# NUTZUNG DER INFORMATIONEN:
**A)** Beantworte anhand des Texts zur Industriepolitik:
(i) Womit sollen große Unternehmen Staatshilfen koppeln?
(ii) Um wie viel Prozent sind die Emissionen des reichsten einen Prozents der Haushalte gestiegen?
(iii) Wodurch soll das BIP als herausragende wirtschaftliche Steuerungsgröße ersetzt werden?
**B)** Gib aus dem Text zur Industriepolitik die Passage wortgetreu zurück. Setze bei den Worten "Eine nachhaltige Industriepolitik" ein und höre nach "verhältnismäßig leicht umsetzbar." auf.
**C)** Führe den Text zur Industriepolitik nach seinem letzten Satz weiter.

# DOKUMENTABSCHNITT:
☆ ☆ ☆ ☆ ☆ ☆ ☆

Eine nachhaltige Industriepolitik muss daher andere Prioritäten setzen als die Aufrechterhaltung deutscher Exportüberschüsse, die systematisch ökonomische Ungleichgewichte produzieren. Staatsinterventionismus verpufft, wenn er nicht Einfluss auf Produktionsentscheidungen nimmt. Dabei wäre der Übergang zu Formen des Kollektiveigentums, das Eigeninitiative nicht erstickt, verhältnismäßig leicht umsetzbar.
So geht Sozialisierung
Von großen Unternehmen wäre zu verlangen, dass sie Staatshilfen mit Verfügungsrechten für Beschäftigte koppeln. Die so entstehende Sozialisierung von Entscheidungsmacht führte zu einem Prozess, der einer Revolution ohne einmaligen Akt der Machtergreifung gleichkäme. Rechtlich ließe sich das mit einer erweiterten Sozialbindung des Eigentums flankieren. Erhielten die Nachhaltigkeitsziele Verfassungsrang, müssten Unternehmen, die sich diesen Zielen verweigerten, mit Sozialisierung, vor allem aber mit der Demokratisierung wirtschaftlicher Entscheidungsmacht rechnen. Auf diese Weise entstünden Institutionen einer transformativen Demokratie. Ihre Einführung ließe bewusst Spielraum für die Erprobung nachkapitalistischer Wirtschaftsweisen. Sie würde eine Abkehr vom BIP als herausragender wirtschaftlicher Steuerungsgröße und deren Ersetzung durch Entwicklungsindikatoren befördern.
Ein Grundproblem der industriepolitischen Top-down-Strategien ist, dass sie auf soziale Umverteilung nahezu vollständig verzichten – wie das aussieht, zeigt das Beispiel Klimagerechtigkeit. Zwar wurden in der EU seit 1990 etwa 25 Prozent der Emissionen eingespart, doch ist das ausschließlich das Verdienst einkommensschwächerer Haushalte. Während die Emissionen des reichsten ein Prozents der Haushalte um fünf Prozent gestiegen sind, haben sie bei den ärmeren 50 Prozent der Haushalte um 34 Prozent abgenommen. Damit ist klar: Eine Nachhaltigkeitspolitik, die ausschließlich auf Marktmechanismen setzt und die Preise für Energie, Mobilität und landwirtschaftliche Produkte erhöht, aber nicht für sozialen Ausgleich sorgt, wird gesellschaftlich Widerstände bei den Inhabern kleiner Portemonnaies erzeugen. Eine Umstellung auf die Produktion langlebiger Güter benötigt daher das Gegenteil ökologischer Austerität. Sie muss Löhne in der unteren Hälfte deutlich anheben, um so den Konsum von nachhaltig hergestellten Produkten zu ermöglichen.

☆ ☆ ☆ ☆ ☆ ☆ ☆

# Dateneinträge:
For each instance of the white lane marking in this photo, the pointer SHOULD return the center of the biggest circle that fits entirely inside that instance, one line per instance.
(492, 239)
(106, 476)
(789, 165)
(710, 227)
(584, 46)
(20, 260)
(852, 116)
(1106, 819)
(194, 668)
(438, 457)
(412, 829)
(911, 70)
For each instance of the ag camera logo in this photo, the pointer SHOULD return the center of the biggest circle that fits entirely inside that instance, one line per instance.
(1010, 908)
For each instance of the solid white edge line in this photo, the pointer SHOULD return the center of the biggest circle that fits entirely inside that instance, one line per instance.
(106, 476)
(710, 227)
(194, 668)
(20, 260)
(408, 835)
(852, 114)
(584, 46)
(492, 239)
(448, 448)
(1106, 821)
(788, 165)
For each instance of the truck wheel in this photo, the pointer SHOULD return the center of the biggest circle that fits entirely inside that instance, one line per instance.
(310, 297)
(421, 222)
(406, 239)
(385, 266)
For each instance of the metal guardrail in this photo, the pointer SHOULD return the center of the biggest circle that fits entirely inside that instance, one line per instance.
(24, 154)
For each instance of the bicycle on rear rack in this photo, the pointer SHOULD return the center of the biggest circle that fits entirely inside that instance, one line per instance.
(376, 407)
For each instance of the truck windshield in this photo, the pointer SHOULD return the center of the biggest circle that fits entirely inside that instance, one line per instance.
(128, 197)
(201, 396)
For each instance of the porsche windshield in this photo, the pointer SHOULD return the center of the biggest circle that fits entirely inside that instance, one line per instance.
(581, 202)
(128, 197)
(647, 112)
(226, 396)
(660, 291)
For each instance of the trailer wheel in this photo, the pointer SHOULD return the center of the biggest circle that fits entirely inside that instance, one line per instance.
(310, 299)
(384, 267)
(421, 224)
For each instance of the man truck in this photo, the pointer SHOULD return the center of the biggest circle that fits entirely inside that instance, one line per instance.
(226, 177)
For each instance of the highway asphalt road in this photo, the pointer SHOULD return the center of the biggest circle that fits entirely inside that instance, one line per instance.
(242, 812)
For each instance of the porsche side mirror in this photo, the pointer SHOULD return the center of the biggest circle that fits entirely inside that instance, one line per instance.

☆ ☆ ☆ ☆ ☆ ☆ ☆

# ERGEBNISSE JE AUFGABE:
**A)**
(i) Mit Verfügungsrechten für Beschäftigte.
(ii) Um fünf Prozent.
(iii) Durch Entwicklungsindikatoren.

**B)**
Eine nachhaltige Industriepolitik muss daher andere Prioritäten setzen als die Aufrechterhaltung deutscher Exportüberschüsse, die systematisch ökonomische Ungleichgewichte produzieren. Staatsinterventionismus verpufft, wenn er nicht Einfluss auf Produktionsentscheidungen nimmt. Dabei wäre der Übergang zu Formen des Kollektiveigentums, das Eigeninitiative nicht erstickt, verhältnismäßig leicht umsetzbar.

**C)**
Das führt zu einem letzten Punkt. Nachhaltige Wirtschaftspolitik benötigt Impulse aus der Zivilgesellschaft. Transformationsräte könnten die demokratische Partizipation entscheidend vorantreiben. Über wissenschaftliche Expertinnen hinaus wären sie mit Repräsentanten von ökologischen Bewegungen und Menschenrechtsorganisationen zu besetzen. Sie könnten die Umsetzung von Nachhaltigkeitszielen überwachen, die Produktion langlebiger Güter einfordern und so Regierung und Parteien immer wieder mit dem ökologisch und sozial Nötigen konfrontieren.
Die Liste von Projekten, die für eine Nachhaltigkeitsrevolution unentbehrlich sind, ließe sich erheblich erweitern. Entscheidend ist bei all dem jedoch die Richtung, die eingeschlagen wird. Es geht um Investitionen in das Fundament einer – nunmehr transformativen – Demokratie und damit um die beste Rückversicherung gegen einen erneuten Aufschwung der radikalen Rechten.